Work request → Up to and including the line with "Target: asphalt pavement", restate every line of the records below word for word, from the first line on, leaving out the pictures.

Dataset content →
☆ ☆ ☆ ☆ ☆ ☆ ☆

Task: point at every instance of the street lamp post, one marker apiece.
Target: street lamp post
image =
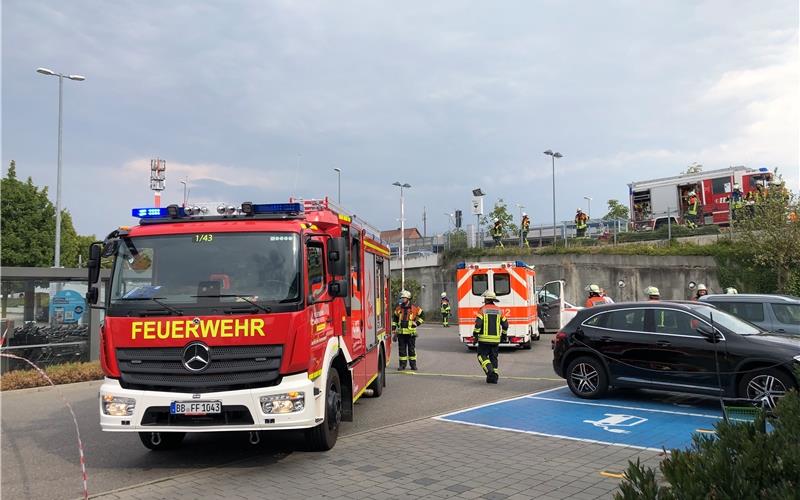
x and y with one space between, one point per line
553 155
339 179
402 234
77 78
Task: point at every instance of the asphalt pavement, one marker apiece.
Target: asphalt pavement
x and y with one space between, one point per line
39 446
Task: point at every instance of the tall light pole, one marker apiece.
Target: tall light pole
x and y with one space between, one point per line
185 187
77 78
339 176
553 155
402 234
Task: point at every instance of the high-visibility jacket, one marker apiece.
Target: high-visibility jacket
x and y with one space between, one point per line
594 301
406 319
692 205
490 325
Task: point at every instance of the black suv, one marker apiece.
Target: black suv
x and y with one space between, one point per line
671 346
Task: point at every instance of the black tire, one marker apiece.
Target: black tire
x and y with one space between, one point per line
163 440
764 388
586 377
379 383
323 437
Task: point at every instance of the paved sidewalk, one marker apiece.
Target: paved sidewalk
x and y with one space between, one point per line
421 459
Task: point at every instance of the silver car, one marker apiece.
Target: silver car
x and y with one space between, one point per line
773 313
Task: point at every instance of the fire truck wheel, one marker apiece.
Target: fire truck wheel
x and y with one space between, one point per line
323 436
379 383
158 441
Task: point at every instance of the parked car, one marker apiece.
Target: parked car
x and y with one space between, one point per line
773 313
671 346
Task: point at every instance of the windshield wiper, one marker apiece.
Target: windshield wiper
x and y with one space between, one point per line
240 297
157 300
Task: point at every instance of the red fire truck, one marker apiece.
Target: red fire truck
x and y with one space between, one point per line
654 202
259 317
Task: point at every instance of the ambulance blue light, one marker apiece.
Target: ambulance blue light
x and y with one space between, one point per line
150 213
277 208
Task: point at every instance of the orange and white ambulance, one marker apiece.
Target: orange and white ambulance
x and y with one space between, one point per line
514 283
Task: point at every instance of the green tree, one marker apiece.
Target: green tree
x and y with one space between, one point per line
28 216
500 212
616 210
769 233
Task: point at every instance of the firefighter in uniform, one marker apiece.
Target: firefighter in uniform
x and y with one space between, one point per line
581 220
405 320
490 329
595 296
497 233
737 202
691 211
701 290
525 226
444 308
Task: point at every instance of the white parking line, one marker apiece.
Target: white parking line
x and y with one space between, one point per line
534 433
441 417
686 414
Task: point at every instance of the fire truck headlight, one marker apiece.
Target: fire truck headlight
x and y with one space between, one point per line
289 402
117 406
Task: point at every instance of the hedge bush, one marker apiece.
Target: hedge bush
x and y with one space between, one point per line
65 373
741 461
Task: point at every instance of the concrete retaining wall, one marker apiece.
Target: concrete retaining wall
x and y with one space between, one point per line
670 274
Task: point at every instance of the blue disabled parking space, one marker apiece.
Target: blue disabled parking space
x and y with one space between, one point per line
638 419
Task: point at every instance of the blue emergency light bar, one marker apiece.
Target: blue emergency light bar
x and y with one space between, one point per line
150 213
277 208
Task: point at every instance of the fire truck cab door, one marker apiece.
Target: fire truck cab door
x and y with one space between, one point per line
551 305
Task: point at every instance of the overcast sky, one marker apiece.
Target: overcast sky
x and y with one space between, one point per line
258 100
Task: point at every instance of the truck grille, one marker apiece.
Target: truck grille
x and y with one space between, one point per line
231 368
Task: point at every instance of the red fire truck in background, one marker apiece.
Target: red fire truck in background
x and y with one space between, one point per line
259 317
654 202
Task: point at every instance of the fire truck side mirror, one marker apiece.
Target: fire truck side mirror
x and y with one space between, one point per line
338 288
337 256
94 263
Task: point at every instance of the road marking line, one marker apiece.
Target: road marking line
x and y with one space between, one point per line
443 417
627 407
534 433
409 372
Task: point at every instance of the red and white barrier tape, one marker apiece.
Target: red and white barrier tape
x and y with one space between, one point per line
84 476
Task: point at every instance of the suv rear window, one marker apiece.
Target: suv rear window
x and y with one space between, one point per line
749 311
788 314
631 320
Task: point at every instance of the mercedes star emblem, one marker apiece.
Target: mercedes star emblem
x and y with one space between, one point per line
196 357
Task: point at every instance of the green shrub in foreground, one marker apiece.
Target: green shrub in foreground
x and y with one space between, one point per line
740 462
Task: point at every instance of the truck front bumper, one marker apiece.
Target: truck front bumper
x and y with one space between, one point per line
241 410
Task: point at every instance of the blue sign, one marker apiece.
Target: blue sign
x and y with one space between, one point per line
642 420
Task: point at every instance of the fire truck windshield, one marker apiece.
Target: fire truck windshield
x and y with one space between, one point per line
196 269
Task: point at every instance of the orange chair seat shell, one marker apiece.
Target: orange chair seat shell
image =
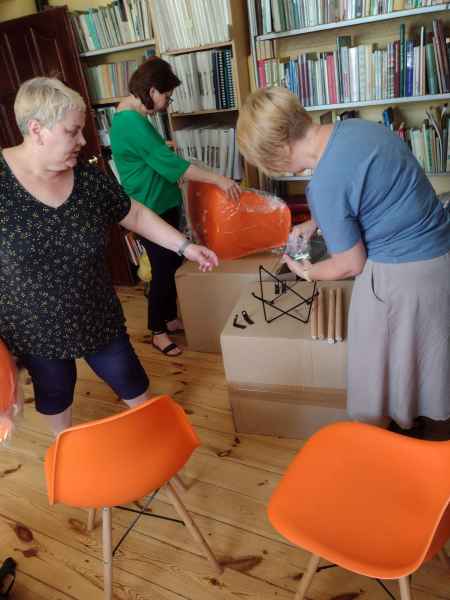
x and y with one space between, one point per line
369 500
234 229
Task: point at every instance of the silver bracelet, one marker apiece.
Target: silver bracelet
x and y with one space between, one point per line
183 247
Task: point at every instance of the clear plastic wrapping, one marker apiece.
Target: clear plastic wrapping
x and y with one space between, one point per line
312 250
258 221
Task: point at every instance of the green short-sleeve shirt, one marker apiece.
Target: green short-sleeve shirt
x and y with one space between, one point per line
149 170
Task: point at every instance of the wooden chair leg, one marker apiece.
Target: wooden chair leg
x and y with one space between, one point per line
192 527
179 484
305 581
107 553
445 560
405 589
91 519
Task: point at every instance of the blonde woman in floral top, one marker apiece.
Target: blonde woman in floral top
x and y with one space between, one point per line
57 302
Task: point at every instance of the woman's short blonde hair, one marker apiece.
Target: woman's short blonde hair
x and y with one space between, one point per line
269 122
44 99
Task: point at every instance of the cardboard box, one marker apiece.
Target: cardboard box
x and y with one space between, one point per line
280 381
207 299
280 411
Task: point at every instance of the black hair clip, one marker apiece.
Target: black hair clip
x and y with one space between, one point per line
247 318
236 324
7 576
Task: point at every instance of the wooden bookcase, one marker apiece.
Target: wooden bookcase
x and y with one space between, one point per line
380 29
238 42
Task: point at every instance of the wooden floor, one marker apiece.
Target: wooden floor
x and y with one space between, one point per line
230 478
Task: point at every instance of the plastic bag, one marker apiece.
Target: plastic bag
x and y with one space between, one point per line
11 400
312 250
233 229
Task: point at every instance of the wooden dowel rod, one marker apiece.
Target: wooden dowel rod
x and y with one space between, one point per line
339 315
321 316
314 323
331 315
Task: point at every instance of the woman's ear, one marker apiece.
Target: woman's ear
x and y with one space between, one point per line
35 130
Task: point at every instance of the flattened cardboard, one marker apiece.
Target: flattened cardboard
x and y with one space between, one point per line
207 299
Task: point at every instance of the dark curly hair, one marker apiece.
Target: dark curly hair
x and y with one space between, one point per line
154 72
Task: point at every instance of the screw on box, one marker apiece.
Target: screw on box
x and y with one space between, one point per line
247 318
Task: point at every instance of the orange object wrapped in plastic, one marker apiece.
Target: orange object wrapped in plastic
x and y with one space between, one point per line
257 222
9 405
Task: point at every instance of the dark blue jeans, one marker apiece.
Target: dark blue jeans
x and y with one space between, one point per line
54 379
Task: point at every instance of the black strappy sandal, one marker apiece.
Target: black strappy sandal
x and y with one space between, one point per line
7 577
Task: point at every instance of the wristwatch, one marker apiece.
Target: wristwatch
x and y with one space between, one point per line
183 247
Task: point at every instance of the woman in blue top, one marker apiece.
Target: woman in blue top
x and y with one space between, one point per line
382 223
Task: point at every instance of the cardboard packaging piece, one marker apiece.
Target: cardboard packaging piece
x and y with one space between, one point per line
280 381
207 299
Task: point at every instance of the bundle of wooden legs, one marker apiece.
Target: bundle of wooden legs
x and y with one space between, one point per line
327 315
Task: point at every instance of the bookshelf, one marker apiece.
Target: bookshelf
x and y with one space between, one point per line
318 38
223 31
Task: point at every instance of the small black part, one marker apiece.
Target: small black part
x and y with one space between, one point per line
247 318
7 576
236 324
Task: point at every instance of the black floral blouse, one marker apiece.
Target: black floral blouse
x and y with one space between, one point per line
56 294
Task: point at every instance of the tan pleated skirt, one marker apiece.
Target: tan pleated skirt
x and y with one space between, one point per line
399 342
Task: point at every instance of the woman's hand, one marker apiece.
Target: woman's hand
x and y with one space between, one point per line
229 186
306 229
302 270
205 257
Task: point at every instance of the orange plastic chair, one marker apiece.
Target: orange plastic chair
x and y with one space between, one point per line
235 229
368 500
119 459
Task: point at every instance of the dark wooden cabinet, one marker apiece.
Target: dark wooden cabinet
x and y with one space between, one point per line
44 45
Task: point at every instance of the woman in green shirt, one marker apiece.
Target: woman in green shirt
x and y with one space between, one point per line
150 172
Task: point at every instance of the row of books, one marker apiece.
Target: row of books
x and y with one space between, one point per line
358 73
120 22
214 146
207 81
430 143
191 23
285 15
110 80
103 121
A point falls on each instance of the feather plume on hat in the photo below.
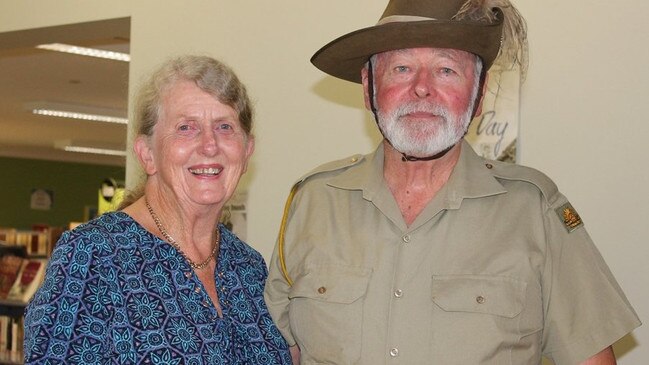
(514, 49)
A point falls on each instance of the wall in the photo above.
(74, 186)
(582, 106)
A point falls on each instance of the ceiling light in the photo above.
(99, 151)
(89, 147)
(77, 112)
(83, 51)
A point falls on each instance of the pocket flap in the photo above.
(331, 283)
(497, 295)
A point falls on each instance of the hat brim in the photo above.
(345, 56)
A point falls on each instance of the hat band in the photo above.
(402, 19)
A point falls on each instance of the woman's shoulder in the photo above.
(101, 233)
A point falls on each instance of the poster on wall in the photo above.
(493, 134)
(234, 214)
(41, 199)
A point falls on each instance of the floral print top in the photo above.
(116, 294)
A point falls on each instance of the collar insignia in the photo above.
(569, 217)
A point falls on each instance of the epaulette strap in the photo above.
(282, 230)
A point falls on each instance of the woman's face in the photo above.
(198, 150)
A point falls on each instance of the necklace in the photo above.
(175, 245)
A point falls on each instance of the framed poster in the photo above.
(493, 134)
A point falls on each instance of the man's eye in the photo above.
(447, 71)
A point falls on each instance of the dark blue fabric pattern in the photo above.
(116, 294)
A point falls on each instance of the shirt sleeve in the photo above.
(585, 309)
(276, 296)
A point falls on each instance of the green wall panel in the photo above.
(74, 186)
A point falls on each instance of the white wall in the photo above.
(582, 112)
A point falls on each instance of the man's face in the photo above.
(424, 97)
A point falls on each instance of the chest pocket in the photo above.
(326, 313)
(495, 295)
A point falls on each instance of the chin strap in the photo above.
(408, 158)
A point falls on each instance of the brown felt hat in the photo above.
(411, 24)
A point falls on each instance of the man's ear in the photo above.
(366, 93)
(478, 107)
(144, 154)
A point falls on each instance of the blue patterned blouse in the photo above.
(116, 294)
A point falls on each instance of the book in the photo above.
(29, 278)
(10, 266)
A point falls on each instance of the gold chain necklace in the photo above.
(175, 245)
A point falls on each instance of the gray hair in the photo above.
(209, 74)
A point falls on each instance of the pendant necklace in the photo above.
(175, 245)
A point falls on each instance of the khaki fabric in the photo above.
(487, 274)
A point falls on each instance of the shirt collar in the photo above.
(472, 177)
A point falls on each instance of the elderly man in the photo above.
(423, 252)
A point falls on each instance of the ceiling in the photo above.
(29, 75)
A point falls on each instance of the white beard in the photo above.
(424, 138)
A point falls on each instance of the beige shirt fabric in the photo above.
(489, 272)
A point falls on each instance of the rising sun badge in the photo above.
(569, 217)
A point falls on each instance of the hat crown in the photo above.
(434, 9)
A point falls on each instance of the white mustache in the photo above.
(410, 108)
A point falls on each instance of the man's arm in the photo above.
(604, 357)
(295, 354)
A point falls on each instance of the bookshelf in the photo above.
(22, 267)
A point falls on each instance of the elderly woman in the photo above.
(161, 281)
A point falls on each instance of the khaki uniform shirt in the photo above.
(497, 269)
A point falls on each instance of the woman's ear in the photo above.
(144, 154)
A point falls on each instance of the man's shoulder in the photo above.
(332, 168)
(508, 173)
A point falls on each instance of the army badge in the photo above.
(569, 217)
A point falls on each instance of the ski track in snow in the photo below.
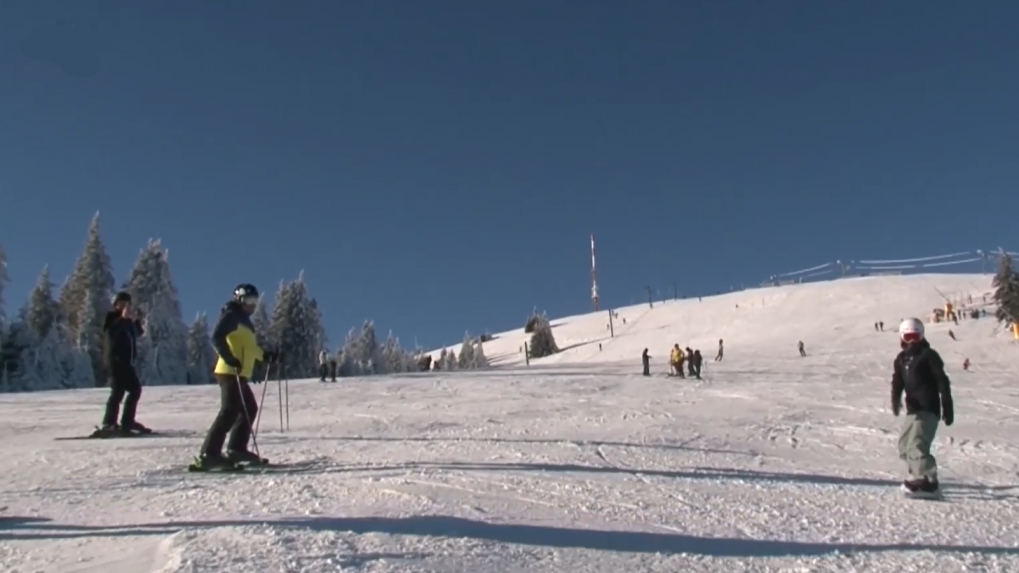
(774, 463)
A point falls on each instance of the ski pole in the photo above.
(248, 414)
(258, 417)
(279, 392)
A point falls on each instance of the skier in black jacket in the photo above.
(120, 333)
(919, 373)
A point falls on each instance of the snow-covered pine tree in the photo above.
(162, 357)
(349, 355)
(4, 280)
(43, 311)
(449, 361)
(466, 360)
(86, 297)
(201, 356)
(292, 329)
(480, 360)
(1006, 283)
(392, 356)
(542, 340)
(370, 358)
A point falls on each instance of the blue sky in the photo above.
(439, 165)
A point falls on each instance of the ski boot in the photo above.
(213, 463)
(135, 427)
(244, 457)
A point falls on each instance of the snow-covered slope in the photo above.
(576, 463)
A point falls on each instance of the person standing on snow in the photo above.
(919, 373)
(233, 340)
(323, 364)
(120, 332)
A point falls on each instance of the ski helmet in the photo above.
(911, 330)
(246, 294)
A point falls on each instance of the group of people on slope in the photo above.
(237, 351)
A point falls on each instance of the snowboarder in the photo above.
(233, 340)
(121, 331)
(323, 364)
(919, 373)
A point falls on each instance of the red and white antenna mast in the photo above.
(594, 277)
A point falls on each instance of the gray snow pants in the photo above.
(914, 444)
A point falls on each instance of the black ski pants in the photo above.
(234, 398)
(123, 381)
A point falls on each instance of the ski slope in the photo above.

☆ ☆ ☆ ☆ ☆ ☆ ☆

Answer section →
Task: point at every instance of the street lamp post, one marker apiece.
Target: street lamp post
image =
x and y with one space between, one point per line
553 155
339 179
402 234
77 78
Task: point at every instance of the asphalt pavement, one marker apiece.
Target: asphalt pavement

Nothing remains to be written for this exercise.